▶ GIVEN REQUEST
Reproduce the lines without any change, starting with the line containing "the <item>stone doorframe</item>" and going on through the line containing "526], [428, 6]]]".

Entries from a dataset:

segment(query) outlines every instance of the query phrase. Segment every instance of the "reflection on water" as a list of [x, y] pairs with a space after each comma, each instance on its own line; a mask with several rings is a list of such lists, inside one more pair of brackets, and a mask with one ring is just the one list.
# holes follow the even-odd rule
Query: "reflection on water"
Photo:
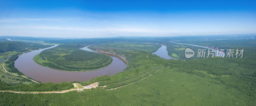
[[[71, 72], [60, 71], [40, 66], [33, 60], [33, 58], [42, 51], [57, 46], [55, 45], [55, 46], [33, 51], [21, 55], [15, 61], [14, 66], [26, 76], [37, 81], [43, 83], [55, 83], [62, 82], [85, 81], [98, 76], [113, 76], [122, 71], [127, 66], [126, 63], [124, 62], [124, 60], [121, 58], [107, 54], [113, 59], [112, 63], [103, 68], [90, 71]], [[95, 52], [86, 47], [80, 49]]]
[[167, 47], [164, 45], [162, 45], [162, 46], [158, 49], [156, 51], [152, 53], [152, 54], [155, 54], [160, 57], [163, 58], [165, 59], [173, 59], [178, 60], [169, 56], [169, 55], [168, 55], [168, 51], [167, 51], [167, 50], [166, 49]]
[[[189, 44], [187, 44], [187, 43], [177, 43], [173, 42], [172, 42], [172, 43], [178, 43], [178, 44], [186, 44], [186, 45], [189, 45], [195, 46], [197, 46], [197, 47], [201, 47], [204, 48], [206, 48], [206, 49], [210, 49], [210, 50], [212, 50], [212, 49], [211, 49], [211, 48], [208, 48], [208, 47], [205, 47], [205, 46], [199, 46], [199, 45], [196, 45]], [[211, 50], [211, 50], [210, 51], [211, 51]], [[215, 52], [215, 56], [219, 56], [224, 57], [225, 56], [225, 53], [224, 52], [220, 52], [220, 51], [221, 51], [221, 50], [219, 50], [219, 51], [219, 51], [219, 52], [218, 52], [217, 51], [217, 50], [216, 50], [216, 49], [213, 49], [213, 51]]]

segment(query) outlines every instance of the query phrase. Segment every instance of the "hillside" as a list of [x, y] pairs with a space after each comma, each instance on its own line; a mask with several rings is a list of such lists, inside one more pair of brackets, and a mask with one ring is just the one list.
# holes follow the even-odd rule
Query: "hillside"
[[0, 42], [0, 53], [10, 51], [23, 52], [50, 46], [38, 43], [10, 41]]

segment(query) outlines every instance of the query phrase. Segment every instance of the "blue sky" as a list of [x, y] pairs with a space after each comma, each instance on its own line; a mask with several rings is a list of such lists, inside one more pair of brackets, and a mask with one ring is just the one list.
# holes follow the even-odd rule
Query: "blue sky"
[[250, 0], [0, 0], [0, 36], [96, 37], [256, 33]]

--

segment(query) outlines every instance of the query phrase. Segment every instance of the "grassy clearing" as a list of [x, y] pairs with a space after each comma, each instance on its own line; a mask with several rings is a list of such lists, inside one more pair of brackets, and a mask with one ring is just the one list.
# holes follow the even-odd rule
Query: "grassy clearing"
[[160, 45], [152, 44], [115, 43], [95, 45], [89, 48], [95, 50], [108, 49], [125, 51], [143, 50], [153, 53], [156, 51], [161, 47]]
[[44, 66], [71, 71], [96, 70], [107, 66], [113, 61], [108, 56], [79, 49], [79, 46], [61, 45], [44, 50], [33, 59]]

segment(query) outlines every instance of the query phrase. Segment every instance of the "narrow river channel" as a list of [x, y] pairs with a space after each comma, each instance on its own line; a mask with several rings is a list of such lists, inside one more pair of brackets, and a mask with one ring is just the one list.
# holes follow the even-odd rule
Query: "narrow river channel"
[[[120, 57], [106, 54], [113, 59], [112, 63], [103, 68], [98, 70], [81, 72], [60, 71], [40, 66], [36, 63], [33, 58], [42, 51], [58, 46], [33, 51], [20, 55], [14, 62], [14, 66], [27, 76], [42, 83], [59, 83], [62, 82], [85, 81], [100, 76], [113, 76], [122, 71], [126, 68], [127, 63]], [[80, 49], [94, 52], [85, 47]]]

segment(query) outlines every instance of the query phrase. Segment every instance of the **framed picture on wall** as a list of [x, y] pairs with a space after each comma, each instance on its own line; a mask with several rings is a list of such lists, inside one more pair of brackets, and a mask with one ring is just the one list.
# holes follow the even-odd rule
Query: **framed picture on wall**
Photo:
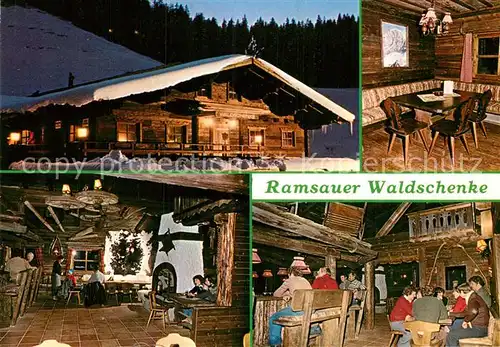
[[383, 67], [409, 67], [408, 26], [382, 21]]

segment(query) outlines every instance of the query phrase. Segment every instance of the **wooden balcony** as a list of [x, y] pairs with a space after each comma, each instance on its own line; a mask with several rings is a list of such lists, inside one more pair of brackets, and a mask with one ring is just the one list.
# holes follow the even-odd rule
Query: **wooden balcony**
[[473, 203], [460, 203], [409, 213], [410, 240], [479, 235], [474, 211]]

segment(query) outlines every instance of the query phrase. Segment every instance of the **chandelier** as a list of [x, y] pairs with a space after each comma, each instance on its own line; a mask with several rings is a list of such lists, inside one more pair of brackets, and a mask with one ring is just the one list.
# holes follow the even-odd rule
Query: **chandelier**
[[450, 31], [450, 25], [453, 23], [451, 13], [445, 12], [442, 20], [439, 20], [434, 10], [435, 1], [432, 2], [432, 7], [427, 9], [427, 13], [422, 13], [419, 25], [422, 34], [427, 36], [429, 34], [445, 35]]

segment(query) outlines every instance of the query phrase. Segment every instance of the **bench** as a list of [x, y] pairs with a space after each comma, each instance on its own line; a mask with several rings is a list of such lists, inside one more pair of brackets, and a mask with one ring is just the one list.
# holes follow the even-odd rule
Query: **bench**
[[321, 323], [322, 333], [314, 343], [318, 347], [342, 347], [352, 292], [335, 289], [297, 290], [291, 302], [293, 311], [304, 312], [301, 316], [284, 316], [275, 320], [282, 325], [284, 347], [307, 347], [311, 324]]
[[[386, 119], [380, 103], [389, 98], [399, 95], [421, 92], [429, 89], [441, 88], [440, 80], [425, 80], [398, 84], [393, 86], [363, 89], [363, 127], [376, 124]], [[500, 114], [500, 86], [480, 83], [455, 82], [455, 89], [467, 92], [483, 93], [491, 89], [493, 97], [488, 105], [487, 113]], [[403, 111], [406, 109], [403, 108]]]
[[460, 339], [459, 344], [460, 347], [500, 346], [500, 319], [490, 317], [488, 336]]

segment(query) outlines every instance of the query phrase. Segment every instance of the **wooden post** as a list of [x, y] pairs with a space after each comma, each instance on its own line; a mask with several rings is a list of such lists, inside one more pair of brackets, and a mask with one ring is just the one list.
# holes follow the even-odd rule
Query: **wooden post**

...

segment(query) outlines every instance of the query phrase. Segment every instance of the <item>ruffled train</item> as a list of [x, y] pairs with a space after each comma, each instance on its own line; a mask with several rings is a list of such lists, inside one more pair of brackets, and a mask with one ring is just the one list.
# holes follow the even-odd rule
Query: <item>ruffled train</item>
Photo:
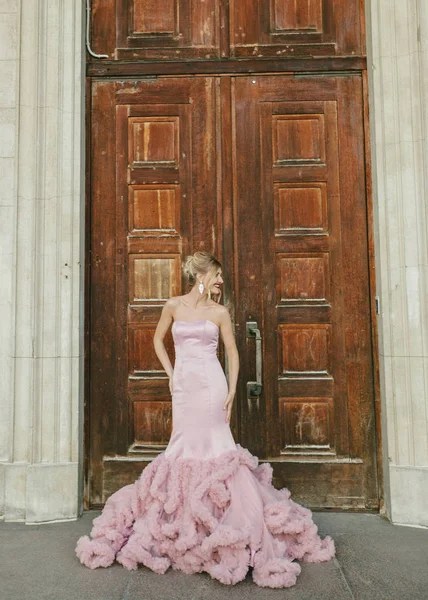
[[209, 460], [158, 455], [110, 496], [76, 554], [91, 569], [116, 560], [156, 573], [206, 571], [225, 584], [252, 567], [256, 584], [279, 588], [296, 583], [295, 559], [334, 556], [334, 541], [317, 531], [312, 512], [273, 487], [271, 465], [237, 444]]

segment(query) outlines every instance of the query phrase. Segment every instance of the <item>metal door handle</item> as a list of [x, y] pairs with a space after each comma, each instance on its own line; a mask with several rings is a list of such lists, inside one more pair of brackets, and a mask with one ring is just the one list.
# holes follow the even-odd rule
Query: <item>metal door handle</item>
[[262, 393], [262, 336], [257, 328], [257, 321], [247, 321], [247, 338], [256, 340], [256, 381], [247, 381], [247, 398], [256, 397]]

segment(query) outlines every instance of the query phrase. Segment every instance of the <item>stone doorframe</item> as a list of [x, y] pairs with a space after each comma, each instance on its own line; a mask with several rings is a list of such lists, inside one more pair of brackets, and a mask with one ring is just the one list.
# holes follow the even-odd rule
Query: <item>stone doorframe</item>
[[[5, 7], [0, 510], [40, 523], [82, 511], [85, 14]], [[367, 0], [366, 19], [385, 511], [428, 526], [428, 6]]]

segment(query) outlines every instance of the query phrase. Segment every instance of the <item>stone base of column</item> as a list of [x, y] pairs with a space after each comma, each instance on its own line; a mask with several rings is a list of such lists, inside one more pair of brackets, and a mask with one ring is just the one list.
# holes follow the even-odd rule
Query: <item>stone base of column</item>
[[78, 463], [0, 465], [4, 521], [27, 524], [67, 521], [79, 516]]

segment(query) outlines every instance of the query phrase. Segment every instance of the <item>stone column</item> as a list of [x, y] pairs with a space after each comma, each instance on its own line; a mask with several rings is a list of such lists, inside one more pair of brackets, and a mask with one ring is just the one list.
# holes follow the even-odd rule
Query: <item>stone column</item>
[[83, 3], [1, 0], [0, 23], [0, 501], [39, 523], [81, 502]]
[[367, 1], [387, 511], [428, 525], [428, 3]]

▶ COMPLETE RESPONSE
segment(query) outlines every instance of the query phrase. Segment every instance of the <item>stone doorframe</item> as a list of [x, y] pairs with a space after each comma, each instance on its own line; a mask with several rings is a list of such lists, inside one more pair of brackets, and a mask with one ring is just the one list.
# holes follow the even-odd rule
Query: <item>stone doorframe</item>
[[[5, 7], [0, 510], [40, 523], [82, 511], [85, 14]], [[367, 0], [366, 19], [385, 511], [428, 526], [428, 6]]]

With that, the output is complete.